======== RECORDS SUPPLIED ========

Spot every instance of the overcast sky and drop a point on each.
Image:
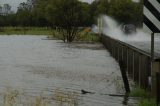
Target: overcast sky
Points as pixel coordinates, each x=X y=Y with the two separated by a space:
x=15 y=3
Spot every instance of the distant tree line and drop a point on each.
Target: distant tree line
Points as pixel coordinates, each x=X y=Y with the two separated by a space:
x=68 y=15
x=42 y=12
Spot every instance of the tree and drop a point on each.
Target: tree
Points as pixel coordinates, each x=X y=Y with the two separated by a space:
x=67 y=16
x=126 y=11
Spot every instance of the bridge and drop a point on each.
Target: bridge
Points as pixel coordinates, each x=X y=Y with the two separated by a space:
x=137 y=63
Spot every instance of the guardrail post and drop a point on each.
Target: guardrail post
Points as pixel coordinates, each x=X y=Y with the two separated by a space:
x=155 y=68
x=136 y=67
x=158 y=88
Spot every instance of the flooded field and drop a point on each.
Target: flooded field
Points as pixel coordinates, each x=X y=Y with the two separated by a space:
x=51 y=73
x=146 y=45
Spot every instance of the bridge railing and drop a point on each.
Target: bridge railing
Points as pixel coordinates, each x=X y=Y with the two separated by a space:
x=137 y=62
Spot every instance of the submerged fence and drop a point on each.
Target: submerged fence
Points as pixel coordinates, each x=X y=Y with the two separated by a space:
x=137 y=63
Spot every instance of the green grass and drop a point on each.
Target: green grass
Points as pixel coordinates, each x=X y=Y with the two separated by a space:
x=25 y=31
x=147 y=102
x=83 y=35
x=144 y=97
x=138 y=92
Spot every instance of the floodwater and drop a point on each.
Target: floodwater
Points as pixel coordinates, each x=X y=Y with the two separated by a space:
x=50 y=72
x=146 y=45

========

SET TASK:
Present the data as a Markdown table with the columns Row and Line, numbering each row and skipping blank lines. Include only the lines starting at the one containing "Spot every instance of the guardrail" and ending at the last line of the data.

FINAL ANSWER:
| Row | Line |
|---|---|
| 1 | Spot every instance of the guardrail post and drop a point on each. |
| 2 | Target: guardrail post |
| 3 | Points as pixel coordinates, each x=X y=Y with the two separated by a space: |
| 4 | x=155 y=68 |
| 5 | x=136 y=67 |
| 6 | x=158 y=88 |
| 7 | Spot every instance of the flooded field and drop a point on each. |
| 8 | Target: flooded field |
| 9 | Points as pixel coordinates, each x=X y=Y with the two separated by a space: |
| 10 | x=51 y=73 |
| 11 | x=146 y=45 |
| 12 | Spot every instance of the bridge railing and drop a point on each. |
| 13 | Target: bridge railing |
| 14 | Points as pixel coordinates, each x=X y=Y with the two separated by a space: |
| 15 | x=137 y=62 |
| 16 | Spot every instance of the submerged fence and drop a point on each. |
| 17 | Target: submerged fence |
| 18 | Points as pixel coordinates, each x=X y=Y with the two separated by a space: |
| 19 | x=137 y=63 |
| 20 | Spot every instance of the green grass and drop a point on each. |
| 21 | Target: green grass |
| 22 | Points as pixel coordinates, each x=X y=Y with the two separated by a space: |
| 23 | x=25 y=31 |
| 24 | x=147 y=102 |
| 25 | x=83 y=35 |
| 26 | x=144 y=97 |
| 27 | x=138 y=92 |
| 28 | Spot every instance of the floodwater and drop a point on each. |
| 29 | Target: floodwater |
| 30 | Points as pixel coordinates, each x=X y=Y with the two separated by a space: |
| 31 | x=50 y=72 |
| 32 | x=146 y=45 |